SOURCE EXCERPT
However, if we are going to compete with the Chinese, let us level the playing field. Demand that China cease the use of prison labor. Do not allow China to manipulate the relative value of its currency to create a trade advantage. Insist that China pay royalties for all patent and copyright protected materials. Plead with China to consider the health of its people and start considering the environmental impact of its actions. Finally, provide the American worker with the tools necessary to compete with inexpensive Chinese labor.”

Without being too difficult about it, none of his ‘remedies’ are likely to be attempted. That would require that the USA could tell China what to do in the non-trivial areas of penal management, exchange rates, law reform, social and welfare policy. A pretty tough agenda, involving outside interference on scale that no US government would contemplate if it was ordered by another country’s government to do similarly in the USA.

Neither is it clear what he means by (who?) provides the ‘tools necessary to compete’ with China’s (or anybody else’s) labour. Now that is an interesting proposition, especially from the USA, supposedly a land of free enterprise, which would also be out of kilter with any other country, even in Europe, though perhaps not North Korea. If US enterprises need re-investment in modern (relatively) expensive labour-saving machinery, they should get on with it, without government telling them to do so, or, worse, funding it.

Economies do not change at infinite velocity. They change slowly and by small amounts. Glen Hameroff, like so many contributing to the genre, draw panic-stricken conclusions, adopt unrealistic remedies, most of them worse than the problem in their unintended consequences, and seems to be cocooned from the reality that even the USA, or Europe, or China for that matter, do not control the world, never have, and never will.

RAW DATA
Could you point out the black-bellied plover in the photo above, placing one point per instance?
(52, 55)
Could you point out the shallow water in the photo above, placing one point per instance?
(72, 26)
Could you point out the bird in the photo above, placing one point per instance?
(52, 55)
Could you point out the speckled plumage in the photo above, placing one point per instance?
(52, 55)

WHAT IS ASKED
Rename "agenda" as "program" in the commentary on trade with China, and give that part again from "Without being too" to "in the USA.". The records have nothing to do with the commentary on trade with China.

SOLUTION BELOW
Without being too difficult about it, none of his ‘remedies’ are likely to be attempted. That would require that the USA could tell China what to do in the non-trivial areas of penal management, exchange rates, law reform, social and welfare policy. A pretty tough program, involving outside interference on scale that no US government would contemplate if it was ordered by another country’s government to do similarly in the USA.